## AIM OF THE TASK
Can you rescale the data from the line with "Category: dog lying in grass" up to and including the line with "[742,275,780,302]"? Reproduce each of those lines, leaving the wording lines unchanged and multiplying every bounding-box coordinate by 2.15, rounded to a whole number with halves rounded up.
— Start LISTED RECORDS —
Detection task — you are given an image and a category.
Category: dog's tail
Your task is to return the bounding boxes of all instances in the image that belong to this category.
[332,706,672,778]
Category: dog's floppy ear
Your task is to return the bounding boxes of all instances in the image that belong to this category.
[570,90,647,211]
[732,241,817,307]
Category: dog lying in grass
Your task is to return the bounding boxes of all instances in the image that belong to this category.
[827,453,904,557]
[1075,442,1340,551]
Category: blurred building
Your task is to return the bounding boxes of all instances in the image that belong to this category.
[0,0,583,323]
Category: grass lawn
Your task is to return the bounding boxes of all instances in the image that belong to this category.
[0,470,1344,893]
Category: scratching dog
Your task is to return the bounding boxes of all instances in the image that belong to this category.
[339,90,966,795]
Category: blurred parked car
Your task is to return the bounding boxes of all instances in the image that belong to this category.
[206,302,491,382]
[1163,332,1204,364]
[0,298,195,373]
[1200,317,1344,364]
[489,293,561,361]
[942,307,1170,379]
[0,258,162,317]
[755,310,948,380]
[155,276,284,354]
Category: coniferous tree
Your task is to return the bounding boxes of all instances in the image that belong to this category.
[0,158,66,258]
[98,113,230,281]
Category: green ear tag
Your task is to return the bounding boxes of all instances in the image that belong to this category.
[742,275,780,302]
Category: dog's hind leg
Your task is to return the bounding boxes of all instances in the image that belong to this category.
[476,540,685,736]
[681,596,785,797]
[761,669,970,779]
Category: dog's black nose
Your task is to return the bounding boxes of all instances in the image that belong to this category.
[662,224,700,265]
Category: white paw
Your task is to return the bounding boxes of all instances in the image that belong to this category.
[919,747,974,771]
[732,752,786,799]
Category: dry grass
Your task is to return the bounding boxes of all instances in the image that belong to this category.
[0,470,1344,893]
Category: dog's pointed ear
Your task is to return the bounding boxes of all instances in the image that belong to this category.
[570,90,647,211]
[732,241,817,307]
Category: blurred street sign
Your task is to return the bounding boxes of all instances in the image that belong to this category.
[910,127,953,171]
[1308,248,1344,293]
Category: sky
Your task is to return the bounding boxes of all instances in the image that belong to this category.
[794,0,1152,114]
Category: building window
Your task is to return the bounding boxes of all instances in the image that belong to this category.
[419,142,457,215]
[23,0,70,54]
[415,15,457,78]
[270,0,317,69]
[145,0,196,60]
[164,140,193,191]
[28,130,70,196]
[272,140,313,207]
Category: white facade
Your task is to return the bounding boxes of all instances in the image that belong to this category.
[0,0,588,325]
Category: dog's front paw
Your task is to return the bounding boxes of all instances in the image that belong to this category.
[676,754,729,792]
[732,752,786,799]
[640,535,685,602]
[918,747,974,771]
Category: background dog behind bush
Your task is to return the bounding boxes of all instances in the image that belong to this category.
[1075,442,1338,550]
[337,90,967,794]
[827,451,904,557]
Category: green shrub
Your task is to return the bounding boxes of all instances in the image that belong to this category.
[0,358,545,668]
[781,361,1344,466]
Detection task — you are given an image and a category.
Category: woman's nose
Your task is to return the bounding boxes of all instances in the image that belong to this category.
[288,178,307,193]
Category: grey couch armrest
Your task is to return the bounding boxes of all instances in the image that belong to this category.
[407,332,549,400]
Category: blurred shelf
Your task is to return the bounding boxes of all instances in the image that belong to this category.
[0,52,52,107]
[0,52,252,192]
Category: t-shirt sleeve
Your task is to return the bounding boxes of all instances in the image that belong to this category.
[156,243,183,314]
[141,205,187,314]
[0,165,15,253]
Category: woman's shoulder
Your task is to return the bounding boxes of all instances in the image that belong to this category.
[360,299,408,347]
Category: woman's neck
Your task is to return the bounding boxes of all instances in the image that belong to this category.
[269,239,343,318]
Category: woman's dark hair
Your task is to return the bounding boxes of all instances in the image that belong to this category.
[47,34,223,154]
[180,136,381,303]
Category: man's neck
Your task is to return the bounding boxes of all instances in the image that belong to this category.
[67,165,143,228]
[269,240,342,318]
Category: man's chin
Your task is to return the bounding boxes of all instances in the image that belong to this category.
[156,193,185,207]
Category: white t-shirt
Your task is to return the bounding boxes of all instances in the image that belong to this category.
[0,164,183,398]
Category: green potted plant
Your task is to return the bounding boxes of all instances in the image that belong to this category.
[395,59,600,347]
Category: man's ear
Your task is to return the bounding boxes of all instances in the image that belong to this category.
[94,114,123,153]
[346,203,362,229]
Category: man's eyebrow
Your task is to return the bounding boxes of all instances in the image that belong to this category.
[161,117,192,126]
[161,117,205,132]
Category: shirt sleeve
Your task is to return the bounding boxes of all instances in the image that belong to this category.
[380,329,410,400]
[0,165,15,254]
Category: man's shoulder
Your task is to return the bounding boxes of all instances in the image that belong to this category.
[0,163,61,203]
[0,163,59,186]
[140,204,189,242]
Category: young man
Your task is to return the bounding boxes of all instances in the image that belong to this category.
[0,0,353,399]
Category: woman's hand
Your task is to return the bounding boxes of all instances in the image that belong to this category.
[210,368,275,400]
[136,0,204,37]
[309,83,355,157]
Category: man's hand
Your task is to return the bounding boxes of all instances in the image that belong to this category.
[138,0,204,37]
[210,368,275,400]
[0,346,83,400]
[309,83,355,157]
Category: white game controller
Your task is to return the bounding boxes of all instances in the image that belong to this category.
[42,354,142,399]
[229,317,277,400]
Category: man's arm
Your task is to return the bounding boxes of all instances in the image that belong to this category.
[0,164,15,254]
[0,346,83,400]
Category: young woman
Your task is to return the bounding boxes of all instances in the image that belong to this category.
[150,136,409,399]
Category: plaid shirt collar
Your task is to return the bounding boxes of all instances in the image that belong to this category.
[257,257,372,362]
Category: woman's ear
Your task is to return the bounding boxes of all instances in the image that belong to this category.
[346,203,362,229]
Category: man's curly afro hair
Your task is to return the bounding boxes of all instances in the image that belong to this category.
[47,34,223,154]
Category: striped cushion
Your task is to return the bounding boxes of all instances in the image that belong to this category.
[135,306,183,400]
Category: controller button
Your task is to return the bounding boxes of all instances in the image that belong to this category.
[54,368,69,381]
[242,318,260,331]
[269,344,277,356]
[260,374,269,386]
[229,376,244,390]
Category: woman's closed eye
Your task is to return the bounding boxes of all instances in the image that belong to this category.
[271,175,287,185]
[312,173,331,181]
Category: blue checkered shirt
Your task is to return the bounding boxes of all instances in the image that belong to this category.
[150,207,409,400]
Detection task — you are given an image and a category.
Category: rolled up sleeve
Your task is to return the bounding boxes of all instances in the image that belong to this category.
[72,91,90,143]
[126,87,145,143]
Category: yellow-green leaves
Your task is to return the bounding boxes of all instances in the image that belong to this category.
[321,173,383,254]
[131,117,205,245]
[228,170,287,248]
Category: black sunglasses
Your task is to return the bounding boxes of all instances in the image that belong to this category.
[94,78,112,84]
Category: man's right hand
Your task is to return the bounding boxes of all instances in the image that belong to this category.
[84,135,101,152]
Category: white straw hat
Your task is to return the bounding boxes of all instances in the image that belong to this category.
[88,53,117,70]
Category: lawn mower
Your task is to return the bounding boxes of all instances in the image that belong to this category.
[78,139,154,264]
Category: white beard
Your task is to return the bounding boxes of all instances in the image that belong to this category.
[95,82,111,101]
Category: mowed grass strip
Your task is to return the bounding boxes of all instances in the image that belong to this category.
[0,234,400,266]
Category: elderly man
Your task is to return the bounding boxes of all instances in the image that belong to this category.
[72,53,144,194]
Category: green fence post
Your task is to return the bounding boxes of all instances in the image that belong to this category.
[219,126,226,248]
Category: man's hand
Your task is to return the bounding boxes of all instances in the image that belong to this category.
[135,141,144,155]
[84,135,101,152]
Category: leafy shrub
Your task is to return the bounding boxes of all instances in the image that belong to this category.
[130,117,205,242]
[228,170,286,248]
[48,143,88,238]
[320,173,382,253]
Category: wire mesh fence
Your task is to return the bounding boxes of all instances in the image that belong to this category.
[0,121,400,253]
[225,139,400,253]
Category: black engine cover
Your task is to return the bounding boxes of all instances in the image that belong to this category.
— End LISTED RECORDS —
## EXERCISE RESPONSE
Category: dog lying in grass
Your task is to return the bounding boxes of all instances in the image that belong to this category.
[1778,974,1944,1198]
[2311,950,2881,1185]
Category: blurred building
Your task is to return the bounding boxes of all instances in the image that belong to this category.
[0,0,1253,694]
Category: grass lawn
Your task is to return the bounding boxes of all instances in the image that belong to this category.
[0,1011,2890,1920]
Category: scratching dog
Your task is to return the bounding boxes of all instances in the image that belong to this category.
[729,194,2077,1709]
Category: blurred parked car
Your task is to return the bounding boxes of all instances in the image that belong to this category.
[443,649,1056,821]
[2500,714,2589,783]
[0,641,419,802]
[2580,682,2890,783]
[1051,630,1206,776]
[2025,660,2516,815]
[0,555,348,682]
[1623,667,2038,817]
[333,593,611,761]
Category: coniferous tree
Your task is to return the bounding boxes of all instances in the image that belong to this category.
[0,340,142,555]
[211,243,495,604]
Category: green ear tag
Your task is to return the bounding boxes of all instances in the image that belong to this category.
[1595,591,1677,649]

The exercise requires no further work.